What you will do ▸ In the material below, repeat only the lines from the one that holds "Mark the orangutan lip" through the final line, exactly as they stand.

[start]

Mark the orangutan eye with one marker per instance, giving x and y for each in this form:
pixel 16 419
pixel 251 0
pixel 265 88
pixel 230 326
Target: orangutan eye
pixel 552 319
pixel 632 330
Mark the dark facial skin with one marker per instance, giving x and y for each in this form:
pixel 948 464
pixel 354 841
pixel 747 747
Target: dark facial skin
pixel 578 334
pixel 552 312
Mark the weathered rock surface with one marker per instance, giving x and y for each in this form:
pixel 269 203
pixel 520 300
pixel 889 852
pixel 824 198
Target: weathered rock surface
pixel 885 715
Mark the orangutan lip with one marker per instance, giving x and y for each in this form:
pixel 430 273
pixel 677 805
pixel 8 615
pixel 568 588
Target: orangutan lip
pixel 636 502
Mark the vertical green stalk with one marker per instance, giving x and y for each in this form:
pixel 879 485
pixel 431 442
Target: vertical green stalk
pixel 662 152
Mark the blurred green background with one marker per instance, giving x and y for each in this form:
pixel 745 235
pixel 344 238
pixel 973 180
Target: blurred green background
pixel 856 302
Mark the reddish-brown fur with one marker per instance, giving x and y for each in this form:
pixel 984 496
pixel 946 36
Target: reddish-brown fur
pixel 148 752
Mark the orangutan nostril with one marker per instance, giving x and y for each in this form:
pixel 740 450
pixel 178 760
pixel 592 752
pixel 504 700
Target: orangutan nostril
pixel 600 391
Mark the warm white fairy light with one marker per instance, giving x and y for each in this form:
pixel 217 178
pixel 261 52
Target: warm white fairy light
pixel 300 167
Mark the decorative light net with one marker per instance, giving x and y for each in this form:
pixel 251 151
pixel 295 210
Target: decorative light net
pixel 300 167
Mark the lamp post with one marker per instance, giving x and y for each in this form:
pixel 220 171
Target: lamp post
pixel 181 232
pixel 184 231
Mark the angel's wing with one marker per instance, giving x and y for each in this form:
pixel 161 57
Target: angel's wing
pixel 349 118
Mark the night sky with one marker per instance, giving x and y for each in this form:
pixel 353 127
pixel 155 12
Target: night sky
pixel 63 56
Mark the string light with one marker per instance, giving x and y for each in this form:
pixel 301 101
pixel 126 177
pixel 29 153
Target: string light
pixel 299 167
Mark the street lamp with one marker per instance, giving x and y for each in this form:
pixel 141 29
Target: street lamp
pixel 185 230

[end]

Result for this exercise ▸
Mark the orangutan lip with one marker per instance, giving x and y for each in this form:
pixel 430 273
pixel 677 805
pixel 8 615
pixel 568 588
Target: orangutan lip
pixel 636 502
Mark the vertical green stalk with one marker per instance, giving x and y for each in this form:
pixel 879 485
pixel 431 442
Target: vertical green stalk
pixel 662 152
Mark the blurred green background with one marker per instance, giving x and y for each in this form:
pixel 745 235
pixel 344 238
pixel 973 180
Target: blurred green background
pixel 856 302
Mark the reddish-brown fur with one marker per instance, giving x and y for each in this form:
pixel 984 496
pixel 946 36
Target: reddish-brown fur
pixel 148 752
Mark the orangutan nostril with one marker per instance, giving x and y for each in this form:
pixel 740 450
pixel 178 760
pixel 592 752
pixel 504 700
Target: orangutan nostril
pixel 600 391
Mark the warm white fairy light with one marker per instance, giving x and y for each in this form:
pixel 217 178
pixel 261 52
Target: warm white fairy light
pixel 300 167
Mark the decorative light net with one marker per instance, giving x and y for each in this form:
pixel 251 151
pixel 295 210
Target: decorative light net
pixel 300 167
Mark the lamp post with one marker per instance, giving x and y for each in this form:
pixel 220 171
Target: lamp post
pixel 181 232
pixel 184 231
Mark the angel's wing with one marker per instance, giving x and y for each in this form:
pixel 161 57
Target: angel's wing
pixel 349 118
Mark the night sky with one marker per instance, giving x and y for each in this form:
pixel 353 127
pixel 155 12
Target: night sky
pixel 63 56
Mark the string light with one marker per instance, giving x and y for each in this form:
pixel 301 101
pixel 126 177
pixel 29 153
Target: string light
pixel 299 167
Mark the street lamp with one marker per instance, giving x and y for each in this form:
pixel 141 29
Target: street lamp
pixel 185 230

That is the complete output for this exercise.